PROVIDED MATERIAL:
***
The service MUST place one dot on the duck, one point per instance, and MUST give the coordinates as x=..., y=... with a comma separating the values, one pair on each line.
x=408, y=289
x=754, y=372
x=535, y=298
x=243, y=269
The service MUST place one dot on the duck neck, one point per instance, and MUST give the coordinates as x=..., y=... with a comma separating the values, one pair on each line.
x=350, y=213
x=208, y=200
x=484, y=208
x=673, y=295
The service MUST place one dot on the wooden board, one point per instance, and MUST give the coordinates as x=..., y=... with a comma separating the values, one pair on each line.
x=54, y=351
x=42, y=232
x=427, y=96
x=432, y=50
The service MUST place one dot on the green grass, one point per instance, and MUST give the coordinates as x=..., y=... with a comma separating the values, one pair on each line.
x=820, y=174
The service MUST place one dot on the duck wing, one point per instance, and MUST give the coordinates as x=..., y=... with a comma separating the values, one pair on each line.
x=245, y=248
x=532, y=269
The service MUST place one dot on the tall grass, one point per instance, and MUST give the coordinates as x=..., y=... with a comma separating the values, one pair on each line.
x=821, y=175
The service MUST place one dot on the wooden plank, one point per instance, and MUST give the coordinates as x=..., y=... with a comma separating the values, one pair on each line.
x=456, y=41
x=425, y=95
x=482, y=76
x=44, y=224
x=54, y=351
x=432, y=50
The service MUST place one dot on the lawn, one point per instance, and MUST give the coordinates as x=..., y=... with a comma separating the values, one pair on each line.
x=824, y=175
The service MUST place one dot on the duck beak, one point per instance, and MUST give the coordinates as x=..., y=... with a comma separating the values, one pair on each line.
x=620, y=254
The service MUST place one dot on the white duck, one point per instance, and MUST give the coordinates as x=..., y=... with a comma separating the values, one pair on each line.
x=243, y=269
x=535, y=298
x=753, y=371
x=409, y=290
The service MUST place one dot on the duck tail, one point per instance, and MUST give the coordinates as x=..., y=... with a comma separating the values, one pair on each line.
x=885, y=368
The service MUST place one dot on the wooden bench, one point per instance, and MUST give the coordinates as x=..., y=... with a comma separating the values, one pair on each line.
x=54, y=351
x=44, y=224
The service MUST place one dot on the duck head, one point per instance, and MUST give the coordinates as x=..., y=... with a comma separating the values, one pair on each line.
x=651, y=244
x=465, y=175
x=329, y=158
***
WORK TO COMPLETE: Rewrite all of the records above, changing every "one dot" to "a single dot" and leaving the rest untouched.

FINAL ANSWER:
The service MUST place a single dot on the duck, one point per instance, and MUST give the coordinates as x=..., y=... with a comma separating the values, one pair on each line.
x=408, y=289
x=754, y=372
x=535, y=298
x=243, y=269
The service MUST place a single dot on the duck neck, one point per instance, and MUST give the coordinates as x=..., y=... with a comma separating the values, one pair on each line.
x=350, y=213
x=208, y=200
x=484, y=208
x=673, y=295
The service MUST place a single dot on the wooden board, one point per instance, and MUST give the coordinates as x=..., y=... with a comma separating the values, one pair on each line.
x=54, y=351
x=42, y=232
x=427, y=96
x=432, y=50
The service MUST place a single dot on the green grass, one point per instance, and MUST give the coordinates as x=..., y=... with a comma separating the values, one pair on each line.
x=820, y=174
The service MUST place a single dot on the duck wing, one point per instance, and MUST give the coordinates as x=..., y=... with a comma separating the values, one pair on each line.
x=245, y=248
x=532, y=269
The service MUST place a single dot on the tall grass, one point per instance, and MUST give the coordinates as x=..., y=... with a comma separating the values, one pair on each line.
x=821, y=175
The service MUST place a single dot on the wooden plank, one point per instance, and MUST give the coordinates as x=..., y=... with a comma separating the values, one pair on each line.
x=456, y=41
x=425, y=95
x=482, y=76
x=44, y=224
x=54, y=351
x=432, y=50
The service MUST place a single dot on the lawn, one point per instance, and MUST give the coordinates as x=..., y=... with a comma separating the values, one pair on each line.
x=824, y=175
The service MUST place a single dot on the duck beak, one point per instance, and MUST give the coordinates as x=..., y=... with a comma separating the values, one pair on each line.
x=620, y=254
The service MUST place a single dot on the white duck, one point per instance, and MUST give the coordinates as x=..., y=... with a comma separating the values, one pair on each line.
x=243, y=269
x=535, y=298
x=753, y=371
x=409, y=290
The service MUST place a single dot on the duck tail, one point per instance, and MUST give the coordinates as x=..., y=... with a comma separating the values, one pair on each line.
x=885, y=368
The service MUST place a single dot on the wooden bench, one point per instance, and MUST give the coordinates as x=..., y=... with a comma separating the values, one pair on each line.
x=54, y=351
x=44, y=224
The service MUST place a single dot on the duck head, one point per instance, and MUST give the coordinates as x=..., y=... with a comma separating the values, one pair on each line.
x=651, y=244
x=465, y=175
x=329, y=158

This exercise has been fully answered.